◆ SOURCE EXTRACT ◆
┄┄┄┄┄┄┄┄┄┄┄┄┄┄┄┄┄┄┄┄

It’s hard to believe, but one year has passed since the attempt to destroy nothing less than the U.S. democracy. On January 6, 2021, the entire world witnessed a mob of fanatical followers of ex-President Donald Trump breaking into the federal Capitol Building in Washington, D.C., intent on preventing the certification of the electoral victory of today’s leader, Joe Biden, at all costs.
Among that plethora of traitors to the very freedoms this democracy bestows were those who dared to deny both the facts and motives of this violent and frustrated insurrection, bluntly rejecting that Trump was the mastermind behind this historical mess, when everything else indicated exactly the opposite. His responsibility—or irresponsibility—is so evident that the former leader could neither escape from justice nor the historical condemnation that awaits him. This was not a “revolutionary act” to save the “oppressed,” like many historic revolutions that have changed the world, but an attempt to safeguard the privileges of a white supremacy that, in itself, has been the oppressor and the discriminator since the birth of this nation.
Moreover, this state of permanent denial has not served his followers—not even a little bit—as some of these perpetrating fanatics, now whining in the face of justice, have begun to face trial. With many more to come, as Attorney General Merrick Garland promised.
Let’s be clear: immigrants have not come to replace anyone, but to work, and principally to work hard to support their families.
This attack against the most functional democracy on the planet (to date) serves, on the other hand, to illustrate a most interesting dichotomy on all fronts: on one hand, the democracy that Trump and his followers intend on destroying and, on the other, the democracy that is built and strengthened day after day through the work of immigrants, especially undocumented immigrants, even though they cannot vote.

┄┄┄┄┄┄┄┄┄┄┄┄┄┄┄┄┄┄┄┄

[Dataset items]
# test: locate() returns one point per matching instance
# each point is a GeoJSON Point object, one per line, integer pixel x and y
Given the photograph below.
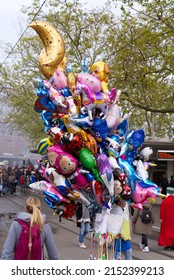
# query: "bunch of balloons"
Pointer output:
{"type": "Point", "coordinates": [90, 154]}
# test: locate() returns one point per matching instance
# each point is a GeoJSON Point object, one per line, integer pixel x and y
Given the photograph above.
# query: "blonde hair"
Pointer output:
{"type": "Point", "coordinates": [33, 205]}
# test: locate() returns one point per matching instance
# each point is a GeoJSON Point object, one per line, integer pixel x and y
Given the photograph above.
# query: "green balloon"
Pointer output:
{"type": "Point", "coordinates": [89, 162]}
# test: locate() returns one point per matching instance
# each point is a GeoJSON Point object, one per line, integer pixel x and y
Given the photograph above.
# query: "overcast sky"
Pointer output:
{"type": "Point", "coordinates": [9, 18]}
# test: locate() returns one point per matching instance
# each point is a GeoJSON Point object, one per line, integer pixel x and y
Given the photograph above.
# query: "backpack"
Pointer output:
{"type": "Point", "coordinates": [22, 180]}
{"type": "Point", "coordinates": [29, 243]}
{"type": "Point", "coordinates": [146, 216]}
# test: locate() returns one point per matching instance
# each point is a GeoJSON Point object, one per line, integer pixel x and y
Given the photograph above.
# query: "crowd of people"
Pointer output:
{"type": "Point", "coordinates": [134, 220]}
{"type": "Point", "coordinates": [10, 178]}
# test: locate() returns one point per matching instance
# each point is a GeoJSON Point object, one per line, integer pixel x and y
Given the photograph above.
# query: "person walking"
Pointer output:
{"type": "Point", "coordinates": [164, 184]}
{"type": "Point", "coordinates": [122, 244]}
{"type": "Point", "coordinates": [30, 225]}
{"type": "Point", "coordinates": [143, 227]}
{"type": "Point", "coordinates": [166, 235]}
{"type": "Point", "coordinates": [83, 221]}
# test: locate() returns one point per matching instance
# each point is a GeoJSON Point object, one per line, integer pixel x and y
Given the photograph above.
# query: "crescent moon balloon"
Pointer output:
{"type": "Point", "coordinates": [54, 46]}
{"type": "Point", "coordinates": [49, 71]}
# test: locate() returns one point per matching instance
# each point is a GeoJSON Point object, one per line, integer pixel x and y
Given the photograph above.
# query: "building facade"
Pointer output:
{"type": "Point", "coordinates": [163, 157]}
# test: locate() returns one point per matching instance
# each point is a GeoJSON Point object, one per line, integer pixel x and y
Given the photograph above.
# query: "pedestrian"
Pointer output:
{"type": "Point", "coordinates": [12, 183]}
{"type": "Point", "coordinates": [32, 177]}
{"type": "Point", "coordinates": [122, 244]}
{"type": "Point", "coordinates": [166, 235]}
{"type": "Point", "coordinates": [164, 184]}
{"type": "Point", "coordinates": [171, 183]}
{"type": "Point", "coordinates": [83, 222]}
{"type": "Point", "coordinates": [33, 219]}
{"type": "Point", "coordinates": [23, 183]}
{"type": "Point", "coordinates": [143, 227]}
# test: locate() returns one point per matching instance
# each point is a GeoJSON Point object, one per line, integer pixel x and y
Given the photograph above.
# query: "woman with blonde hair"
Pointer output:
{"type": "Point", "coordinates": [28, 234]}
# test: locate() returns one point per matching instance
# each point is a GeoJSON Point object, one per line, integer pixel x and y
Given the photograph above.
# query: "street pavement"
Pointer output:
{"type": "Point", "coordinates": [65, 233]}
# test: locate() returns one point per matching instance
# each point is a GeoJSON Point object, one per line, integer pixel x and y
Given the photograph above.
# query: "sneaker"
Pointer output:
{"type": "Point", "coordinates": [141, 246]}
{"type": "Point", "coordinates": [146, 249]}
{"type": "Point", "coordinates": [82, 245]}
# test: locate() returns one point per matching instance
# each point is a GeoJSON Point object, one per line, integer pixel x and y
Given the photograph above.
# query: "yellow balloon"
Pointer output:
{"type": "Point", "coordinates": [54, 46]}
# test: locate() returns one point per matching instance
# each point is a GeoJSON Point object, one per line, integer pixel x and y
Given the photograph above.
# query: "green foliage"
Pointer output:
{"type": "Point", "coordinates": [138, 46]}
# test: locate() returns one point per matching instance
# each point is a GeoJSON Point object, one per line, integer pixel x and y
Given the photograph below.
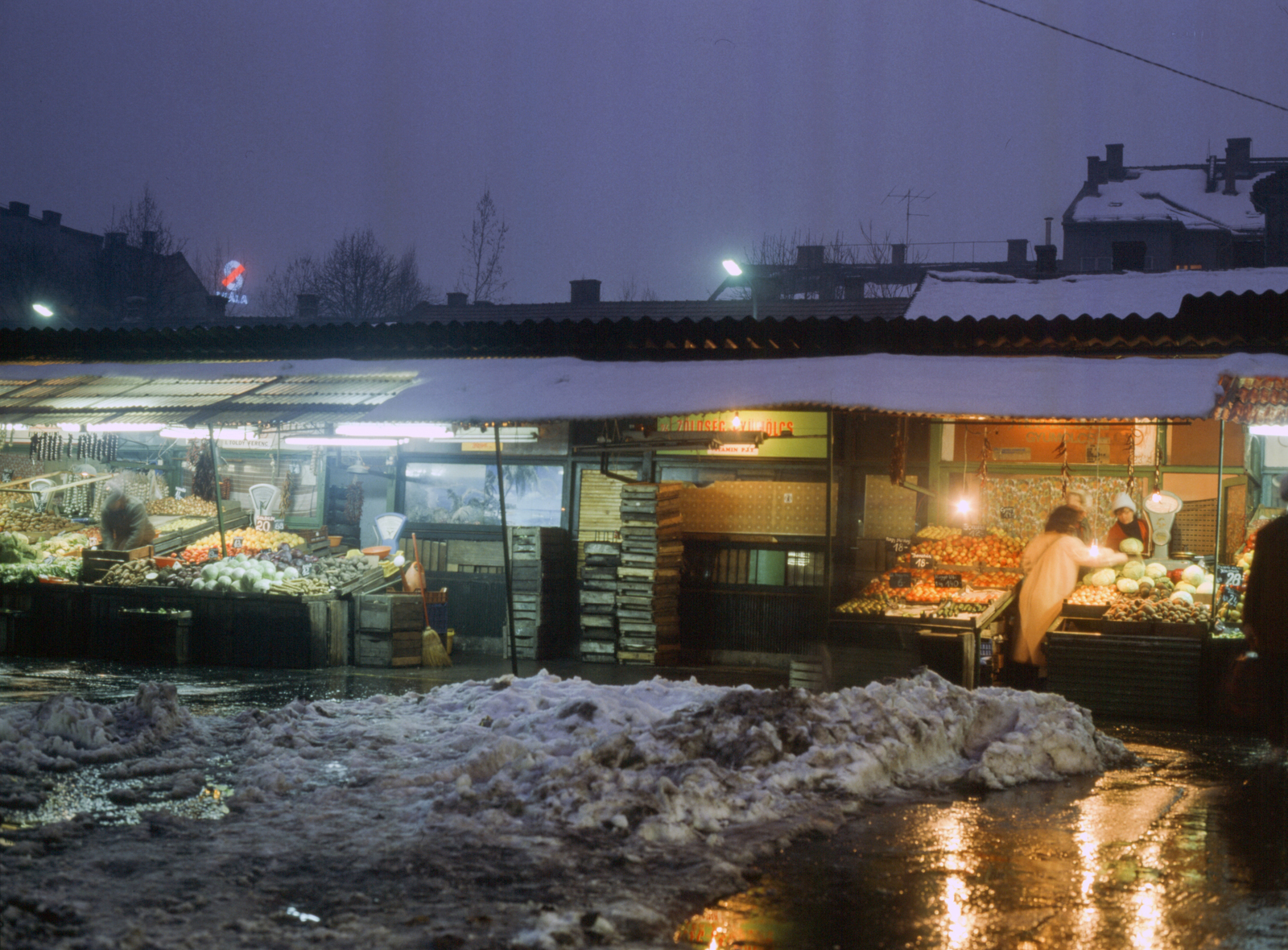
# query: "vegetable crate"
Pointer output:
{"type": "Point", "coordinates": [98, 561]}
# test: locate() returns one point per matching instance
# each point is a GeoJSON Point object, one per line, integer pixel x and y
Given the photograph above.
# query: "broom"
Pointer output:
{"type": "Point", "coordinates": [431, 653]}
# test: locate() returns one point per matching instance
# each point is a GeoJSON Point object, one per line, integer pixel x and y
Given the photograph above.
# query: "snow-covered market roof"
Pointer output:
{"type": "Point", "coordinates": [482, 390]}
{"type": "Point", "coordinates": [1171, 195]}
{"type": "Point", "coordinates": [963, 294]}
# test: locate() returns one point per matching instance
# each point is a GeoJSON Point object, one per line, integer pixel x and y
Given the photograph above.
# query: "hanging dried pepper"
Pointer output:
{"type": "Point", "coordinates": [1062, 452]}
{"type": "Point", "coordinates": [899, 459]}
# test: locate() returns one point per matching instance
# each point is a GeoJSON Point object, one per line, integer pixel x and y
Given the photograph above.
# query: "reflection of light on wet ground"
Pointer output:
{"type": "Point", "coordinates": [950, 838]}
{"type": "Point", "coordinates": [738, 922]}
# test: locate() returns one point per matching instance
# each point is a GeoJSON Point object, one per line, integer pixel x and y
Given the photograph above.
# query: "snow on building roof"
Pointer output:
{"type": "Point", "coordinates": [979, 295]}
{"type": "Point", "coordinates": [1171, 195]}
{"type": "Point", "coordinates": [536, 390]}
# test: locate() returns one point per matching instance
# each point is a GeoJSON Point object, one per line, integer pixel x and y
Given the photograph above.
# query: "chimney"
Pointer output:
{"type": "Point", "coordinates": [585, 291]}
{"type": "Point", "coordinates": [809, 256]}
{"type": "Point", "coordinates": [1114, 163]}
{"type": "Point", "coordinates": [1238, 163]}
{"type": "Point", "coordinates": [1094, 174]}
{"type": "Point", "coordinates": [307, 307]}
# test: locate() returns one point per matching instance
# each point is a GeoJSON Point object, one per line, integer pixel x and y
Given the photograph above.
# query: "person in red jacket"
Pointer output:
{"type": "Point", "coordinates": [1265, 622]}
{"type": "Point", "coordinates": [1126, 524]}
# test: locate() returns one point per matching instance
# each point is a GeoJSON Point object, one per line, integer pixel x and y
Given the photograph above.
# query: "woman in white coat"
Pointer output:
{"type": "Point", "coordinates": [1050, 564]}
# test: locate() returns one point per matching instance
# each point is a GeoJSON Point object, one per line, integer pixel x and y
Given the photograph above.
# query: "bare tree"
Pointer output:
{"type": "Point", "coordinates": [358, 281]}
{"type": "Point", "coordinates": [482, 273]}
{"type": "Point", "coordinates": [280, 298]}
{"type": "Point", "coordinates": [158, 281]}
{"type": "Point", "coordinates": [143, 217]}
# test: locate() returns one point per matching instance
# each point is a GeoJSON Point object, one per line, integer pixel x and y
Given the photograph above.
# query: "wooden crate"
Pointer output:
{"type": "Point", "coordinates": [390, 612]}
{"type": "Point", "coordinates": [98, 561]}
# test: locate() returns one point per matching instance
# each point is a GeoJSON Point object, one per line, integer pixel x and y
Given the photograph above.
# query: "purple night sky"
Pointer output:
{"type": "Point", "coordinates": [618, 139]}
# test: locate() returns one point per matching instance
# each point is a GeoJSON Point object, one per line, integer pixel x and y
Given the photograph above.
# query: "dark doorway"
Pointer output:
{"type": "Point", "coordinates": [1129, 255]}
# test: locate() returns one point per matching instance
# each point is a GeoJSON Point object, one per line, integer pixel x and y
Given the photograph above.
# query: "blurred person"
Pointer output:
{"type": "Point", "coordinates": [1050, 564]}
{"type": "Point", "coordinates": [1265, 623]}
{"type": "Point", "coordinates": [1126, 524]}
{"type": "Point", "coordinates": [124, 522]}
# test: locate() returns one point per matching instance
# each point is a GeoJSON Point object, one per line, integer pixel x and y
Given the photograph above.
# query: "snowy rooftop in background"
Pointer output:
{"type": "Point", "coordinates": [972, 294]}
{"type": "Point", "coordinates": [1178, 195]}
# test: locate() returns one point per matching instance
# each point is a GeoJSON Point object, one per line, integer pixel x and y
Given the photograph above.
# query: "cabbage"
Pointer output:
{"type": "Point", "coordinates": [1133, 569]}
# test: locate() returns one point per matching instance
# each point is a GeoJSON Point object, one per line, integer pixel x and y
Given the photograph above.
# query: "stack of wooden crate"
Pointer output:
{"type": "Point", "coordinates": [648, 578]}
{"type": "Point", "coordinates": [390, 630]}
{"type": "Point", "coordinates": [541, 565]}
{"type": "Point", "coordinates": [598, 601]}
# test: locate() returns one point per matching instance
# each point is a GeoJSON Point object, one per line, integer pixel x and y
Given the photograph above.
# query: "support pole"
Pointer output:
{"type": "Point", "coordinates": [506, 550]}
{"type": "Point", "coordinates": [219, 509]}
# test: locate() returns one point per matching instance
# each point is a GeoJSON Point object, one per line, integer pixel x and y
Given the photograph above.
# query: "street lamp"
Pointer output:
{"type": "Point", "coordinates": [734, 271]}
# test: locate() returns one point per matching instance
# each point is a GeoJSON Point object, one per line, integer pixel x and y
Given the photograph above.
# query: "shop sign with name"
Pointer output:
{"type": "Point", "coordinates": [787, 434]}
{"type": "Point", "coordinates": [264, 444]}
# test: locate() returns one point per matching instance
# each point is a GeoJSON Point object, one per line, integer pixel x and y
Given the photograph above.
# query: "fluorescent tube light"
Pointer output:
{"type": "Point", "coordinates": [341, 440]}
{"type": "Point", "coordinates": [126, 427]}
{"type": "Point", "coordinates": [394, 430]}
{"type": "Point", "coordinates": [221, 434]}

┄┄┄┄┄┄┄┄┄┄┄┄┄┄┄┄┄┄┄┄

◆ QUESTIONS ◆
1/ According to the January 6 commentary, who promised that more of the perpetrators would face trial?
2/ Continue the January 6 commentary after its final sentence.
The dataset lines come from a different source than the January 6 commentary.

◆ RESPONSES IN ORDER ◆
1/ Attorney General Merrick Garland.

2/
It’s true that the vast majority of Trump’s followers still agree with the anti-immigrant policies that their leader put into practice during his administration (2016-2020), the four most difficult years, especially for undocumented immigrants. The racism, discrimination, and xenophobia that emanated from the White House during that entire time has become an intractable stain on that era, while also revealing that U.S. society has not been able to overcome those anomalies, despite the evident diversity that has been unfolding among its inhabitants for decades now.
This type of self-destruction—which had its quintessence in the attack on the Capitol last year—is symptomatic of a part of society that has basically everything, compared to other societies around the world and above all in comparison to minorities who live here, fiercely fighting for a place in this nation that they call home and for which they have given everything. Let’s be clear: immigrants have not come to replace anyone, but to work, and principally to work hard to support their families.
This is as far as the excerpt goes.